> _Exercise objective_:
The lines from the start of the records through the one containing "Indicate the thin" are to be restated word for word; please include both ends.

> _Saved data entries_:
□ □ □ □ □ □ □
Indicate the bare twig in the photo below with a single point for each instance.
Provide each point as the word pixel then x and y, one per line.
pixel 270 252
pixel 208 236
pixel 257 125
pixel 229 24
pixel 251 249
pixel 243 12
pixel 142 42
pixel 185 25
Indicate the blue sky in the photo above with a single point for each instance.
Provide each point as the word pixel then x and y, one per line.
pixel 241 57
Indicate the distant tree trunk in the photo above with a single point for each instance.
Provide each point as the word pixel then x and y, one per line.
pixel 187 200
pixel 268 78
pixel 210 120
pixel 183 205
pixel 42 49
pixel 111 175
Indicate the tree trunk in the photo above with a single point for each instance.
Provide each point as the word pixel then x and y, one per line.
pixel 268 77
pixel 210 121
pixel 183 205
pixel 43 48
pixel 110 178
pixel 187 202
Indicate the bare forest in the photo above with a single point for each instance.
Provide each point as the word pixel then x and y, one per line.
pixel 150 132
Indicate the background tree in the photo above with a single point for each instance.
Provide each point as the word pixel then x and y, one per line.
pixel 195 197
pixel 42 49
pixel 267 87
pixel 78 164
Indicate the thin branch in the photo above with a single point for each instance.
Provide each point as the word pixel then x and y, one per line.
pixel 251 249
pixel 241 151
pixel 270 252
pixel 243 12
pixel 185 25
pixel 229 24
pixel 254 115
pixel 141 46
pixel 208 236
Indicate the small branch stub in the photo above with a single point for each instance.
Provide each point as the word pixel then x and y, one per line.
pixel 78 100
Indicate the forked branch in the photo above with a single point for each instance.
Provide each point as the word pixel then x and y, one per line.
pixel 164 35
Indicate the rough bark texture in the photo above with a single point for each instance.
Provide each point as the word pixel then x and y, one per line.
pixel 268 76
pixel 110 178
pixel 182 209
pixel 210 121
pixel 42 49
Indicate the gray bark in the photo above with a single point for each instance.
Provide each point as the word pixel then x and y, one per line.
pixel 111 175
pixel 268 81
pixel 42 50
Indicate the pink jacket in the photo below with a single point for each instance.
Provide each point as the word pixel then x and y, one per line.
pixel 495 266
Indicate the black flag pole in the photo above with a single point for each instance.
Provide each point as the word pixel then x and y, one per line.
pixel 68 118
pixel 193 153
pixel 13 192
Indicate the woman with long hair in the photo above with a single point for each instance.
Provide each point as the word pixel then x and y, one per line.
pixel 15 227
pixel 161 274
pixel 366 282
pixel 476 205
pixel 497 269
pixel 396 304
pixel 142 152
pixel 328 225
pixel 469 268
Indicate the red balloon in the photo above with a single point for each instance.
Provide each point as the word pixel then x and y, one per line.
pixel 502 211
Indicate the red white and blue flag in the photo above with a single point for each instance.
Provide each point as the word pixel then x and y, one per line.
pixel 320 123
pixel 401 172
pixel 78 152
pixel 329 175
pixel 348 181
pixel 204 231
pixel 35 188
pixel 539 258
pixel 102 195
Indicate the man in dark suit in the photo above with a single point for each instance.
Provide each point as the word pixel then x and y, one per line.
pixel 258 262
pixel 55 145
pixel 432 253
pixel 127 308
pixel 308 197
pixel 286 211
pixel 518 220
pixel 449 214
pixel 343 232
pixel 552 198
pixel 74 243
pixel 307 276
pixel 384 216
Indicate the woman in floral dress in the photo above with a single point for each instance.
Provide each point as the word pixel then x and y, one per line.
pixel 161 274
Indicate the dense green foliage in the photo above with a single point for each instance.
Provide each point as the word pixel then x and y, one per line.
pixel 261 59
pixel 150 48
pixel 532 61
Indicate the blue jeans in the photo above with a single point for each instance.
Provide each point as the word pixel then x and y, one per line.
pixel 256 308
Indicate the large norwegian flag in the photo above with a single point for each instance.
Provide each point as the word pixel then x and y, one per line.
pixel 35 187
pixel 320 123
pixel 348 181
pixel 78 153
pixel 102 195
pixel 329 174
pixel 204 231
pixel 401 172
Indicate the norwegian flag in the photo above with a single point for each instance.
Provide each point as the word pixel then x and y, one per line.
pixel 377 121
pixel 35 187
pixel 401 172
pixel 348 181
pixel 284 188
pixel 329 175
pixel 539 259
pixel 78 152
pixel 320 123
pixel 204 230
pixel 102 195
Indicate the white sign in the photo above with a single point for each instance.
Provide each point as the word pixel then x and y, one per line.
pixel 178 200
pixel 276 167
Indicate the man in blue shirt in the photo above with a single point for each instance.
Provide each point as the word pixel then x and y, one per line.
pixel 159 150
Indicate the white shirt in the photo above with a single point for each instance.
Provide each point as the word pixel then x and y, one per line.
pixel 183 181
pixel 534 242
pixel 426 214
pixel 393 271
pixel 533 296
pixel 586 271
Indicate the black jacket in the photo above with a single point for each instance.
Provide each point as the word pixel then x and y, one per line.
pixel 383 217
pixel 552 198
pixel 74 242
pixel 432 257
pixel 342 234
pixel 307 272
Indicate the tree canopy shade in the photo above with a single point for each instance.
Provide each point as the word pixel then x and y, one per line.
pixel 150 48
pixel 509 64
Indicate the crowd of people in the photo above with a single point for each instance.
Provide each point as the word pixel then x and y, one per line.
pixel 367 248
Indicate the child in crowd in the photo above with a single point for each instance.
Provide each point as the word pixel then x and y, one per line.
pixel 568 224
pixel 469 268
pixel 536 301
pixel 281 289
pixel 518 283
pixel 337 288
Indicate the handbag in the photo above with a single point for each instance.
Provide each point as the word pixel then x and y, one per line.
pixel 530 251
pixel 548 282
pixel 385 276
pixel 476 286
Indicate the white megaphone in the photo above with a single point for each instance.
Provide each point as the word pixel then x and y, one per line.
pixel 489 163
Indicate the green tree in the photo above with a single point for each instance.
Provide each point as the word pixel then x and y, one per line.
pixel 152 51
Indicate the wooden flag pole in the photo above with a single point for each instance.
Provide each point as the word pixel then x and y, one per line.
□ □ □ □ □ □ □
> _Your response_:
Indicate the bare twig in the photo below with a single point for each instance.
Provide each point as the word pixel then x and y, one per line.
pixel 270 252
pixel 208 236
pixel 257 125
pixel 229 24
pixel 251 249
pixel 243 12
pixel 142 42
pixel 185 25
Indicate the blue sky in the photo above with a single point for each instance.
Provide each point as the word pixel then x and y, one per line.
pixel 241 57
Indicate the distant tree trunk in the photo above with a single point for each instance.
Provide each point as the word pixel then x and y, one per line.
pixel 187 200
pixel 268 78
pixel 210 120
pixel 183 205
pixel 42 49
pixel 111 175
Indicate the tree trunk in the photo above with a single point for each instance.
Provide each point as the word pixel then x and y, one per line.
pixel 268 77
pixel 210 121
pixel 183 205
pixel 43 48
pixel 110 178
pixel 187 202
Indicate the bare forest in the photo above with a single point for each instance.
Provide each point as the word pixel then x and y, one per line.
pixel 150 132
Indicate the background tree in the photo above with a single point for each instance.
Provide each point as the word pixel then x and y, one per line.
pixel 195 197
pixel 42 49
pixel 267 87
pixel 78 164
Indicate the thin branch in the photo above with a single point for each instance.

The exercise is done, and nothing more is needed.